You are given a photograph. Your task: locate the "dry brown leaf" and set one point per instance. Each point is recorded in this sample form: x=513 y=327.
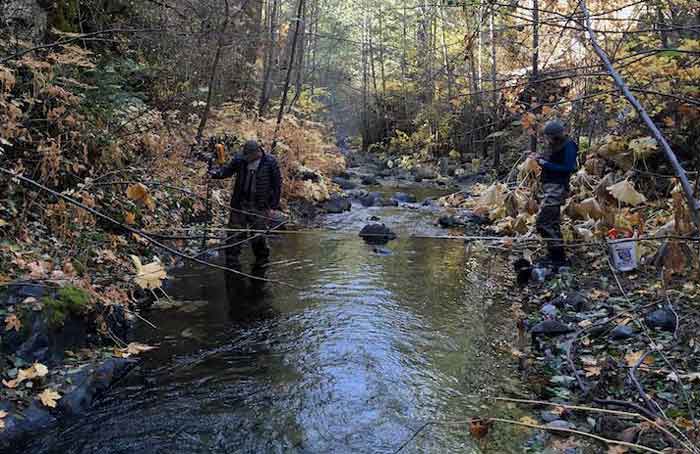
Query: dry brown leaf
x=137 y=192
x=624 y=192
x=674 y=258
x=49 y=398
x=593 y=371
x=134 y=348
x=149 y=276
x=589 y=209
x=633 y=358
x=12 y=322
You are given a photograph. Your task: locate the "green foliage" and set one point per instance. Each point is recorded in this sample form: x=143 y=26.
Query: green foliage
x=68 y=301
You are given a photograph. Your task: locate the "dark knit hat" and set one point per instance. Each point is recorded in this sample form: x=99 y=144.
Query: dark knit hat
x=554 y=129
x=250 y=147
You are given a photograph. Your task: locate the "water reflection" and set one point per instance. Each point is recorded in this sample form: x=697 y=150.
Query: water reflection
x=370 y=348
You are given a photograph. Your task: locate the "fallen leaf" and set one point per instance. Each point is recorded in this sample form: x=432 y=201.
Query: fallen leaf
x=149 y=276
x=12 y=322
x=49 y=398
x=40 y=370
x=624 y=192
x=134 y=348
x=633 y=358
x=593 y=371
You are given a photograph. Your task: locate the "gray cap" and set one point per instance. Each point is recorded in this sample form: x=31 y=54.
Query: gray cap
x=554 y=128
x=250 y=147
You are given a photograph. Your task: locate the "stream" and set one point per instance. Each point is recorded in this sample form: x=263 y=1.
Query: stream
x=374 y=343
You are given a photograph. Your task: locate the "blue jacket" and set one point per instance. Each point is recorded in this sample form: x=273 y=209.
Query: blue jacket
x=268 y=181
x=561 y=164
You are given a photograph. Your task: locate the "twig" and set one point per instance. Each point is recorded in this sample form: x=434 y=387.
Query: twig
x=670 y=155
x=577 y=432
x=141 y=318
x=415 y=434
x=641 y=413
x=140 y=233
x=633 y=378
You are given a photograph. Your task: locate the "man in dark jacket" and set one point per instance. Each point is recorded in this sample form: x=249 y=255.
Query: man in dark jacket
x=558 y=164
x=256 y=192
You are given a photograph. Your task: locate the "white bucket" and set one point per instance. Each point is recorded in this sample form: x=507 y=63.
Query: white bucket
x=624 y=254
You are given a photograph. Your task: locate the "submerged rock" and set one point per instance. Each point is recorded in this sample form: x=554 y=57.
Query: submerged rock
x=449 y=222
x=621 y=332
x=402 y=197
x=377 y=234
x=369 y=180
x=550 y=328
x=664 y=319
x=337 y=204
x=344 y=183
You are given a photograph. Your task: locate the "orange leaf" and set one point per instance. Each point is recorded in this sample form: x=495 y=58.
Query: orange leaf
x=49 y=398
x=12 y=322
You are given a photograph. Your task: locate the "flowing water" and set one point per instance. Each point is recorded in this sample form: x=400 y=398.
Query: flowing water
x=372 y=344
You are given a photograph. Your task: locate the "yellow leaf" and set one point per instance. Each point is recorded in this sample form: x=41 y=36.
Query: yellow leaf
x=49 y=398
x=220 y=154
x=633 y=358
x=529 y=420
x=137 y=192
x=149 y=276
x=624 y=192
x=40 y=370
x=643 y=147
x=12 y=322
x=134 y=348
x=589 y=208
x=592 y=371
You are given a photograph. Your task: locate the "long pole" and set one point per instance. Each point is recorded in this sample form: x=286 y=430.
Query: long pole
x=670 y=155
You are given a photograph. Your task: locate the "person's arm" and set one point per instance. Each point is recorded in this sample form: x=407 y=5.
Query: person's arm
x=569 y=164
x=276 y=185
x=229 y=169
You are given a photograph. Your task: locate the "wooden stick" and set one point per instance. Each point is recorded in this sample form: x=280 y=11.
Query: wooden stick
x=139 y=232
x=670 y=155
x=577 y=432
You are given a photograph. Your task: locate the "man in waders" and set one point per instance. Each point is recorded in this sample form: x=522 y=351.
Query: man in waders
x=558 y=163
x=256 y=192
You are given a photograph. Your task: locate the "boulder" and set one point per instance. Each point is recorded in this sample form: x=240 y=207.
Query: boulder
x=425 y=173
x=337 y=204
x=344 y=183
x=402 y=197
x=369 y=180
x=664 y=319
x=550 y=328
x=449 y=222
x=377 y=234
x=621 y=332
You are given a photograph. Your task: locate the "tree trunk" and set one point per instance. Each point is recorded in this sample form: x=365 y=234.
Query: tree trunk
x=269 y=61
x=285 y=90
x=214 y=67
x=494 y=93
x=535 y=60
x=300 y=62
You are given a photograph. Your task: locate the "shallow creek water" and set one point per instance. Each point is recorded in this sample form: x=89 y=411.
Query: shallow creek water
x=374 y=343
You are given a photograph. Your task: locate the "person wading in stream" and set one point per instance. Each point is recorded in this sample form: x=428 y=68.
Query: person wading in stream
x=558 y=164
x=256 y=192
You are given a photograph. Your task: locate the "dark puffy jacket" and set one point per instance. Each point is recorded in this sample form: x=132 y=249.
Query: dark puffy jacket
x=559 y=167
x=268 y=181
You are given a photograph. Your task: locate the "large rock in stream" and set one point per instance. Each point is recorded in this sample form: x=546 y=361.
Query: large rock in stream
x=377 y=234
x=337 y=204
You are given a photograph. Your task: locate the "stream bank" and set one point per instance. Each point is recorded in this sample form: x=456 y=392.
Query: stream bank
x=375 y=342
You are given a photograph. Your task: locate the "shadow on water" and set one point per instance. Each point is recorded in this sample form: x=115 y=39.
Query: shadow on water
x=372 y=347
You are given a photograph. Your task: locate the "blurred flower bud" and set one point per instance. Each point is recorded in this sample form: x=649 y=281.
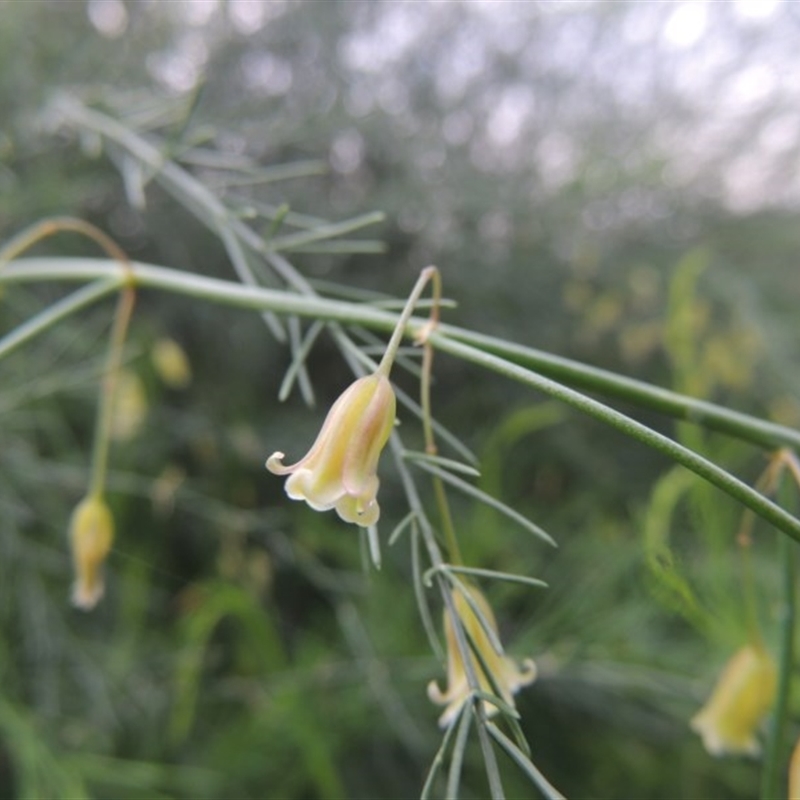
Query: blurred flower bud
x=506 y=675
x=91 y=532
x=340 y=470
x=171 y=363
x=742 y=697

────────────────

Required work: Lay out everything from the line containing "form: x=132 y=249." down to the end of the material above as a Markdown table with the columns Row and Material line, one numbered row per line. Skip blank lines and leave out the pictures.

Answer to this exercise:
| Row | Material line |
|---|---|
| 1 | You are given a photograph. Your task: locate the "dark puffy jacket" and set one point per instance. Each point is recorded in this sample form: x=132 y=249. |
| 2 | Query: dark puffy jacket |
| 3 | x=559 y=167 |
| 4 | x=268 y=181 |
| 5 | You are given a photograph. Your task: locate the "large rock in stream" and set one point per instance. Each point is recorded in this sample form: x=546 y=361. |
| 6 | Query: large rock in stream |
| 7 | x=377 y=234 |
| 8 | x=337 y=204 |
| 9 | You are given a photograph. Your task: locate the "stream bank" and set one point per instance. Each point is recorded in this sample form: x=456 y=392. |
| 10 | Query: stream bank |
| 11 | x=375 y=342 |
| 12 | You are given a photograph. Your task: locate the "shadow on water" and set one point per instance. Each point is recorded in this sample form: x=115 y=39. |
| 13 | Query: shadow on water |
| 14 | x=372 y=347 |
| 15 | You are given a photograph. Your task: locate the "blurred flower bud" and set one point per instance. Each point is recorded in this sample form: x=649 y=281. |
| 16 | Query: blurred flower bud |
| 17 | x=506 y=675 |
| 18 | x=91 y=532 |
| 19 | x=340 y=470 |
| 20 | x=171 y=363 |
| 21 | x=742 y=697 |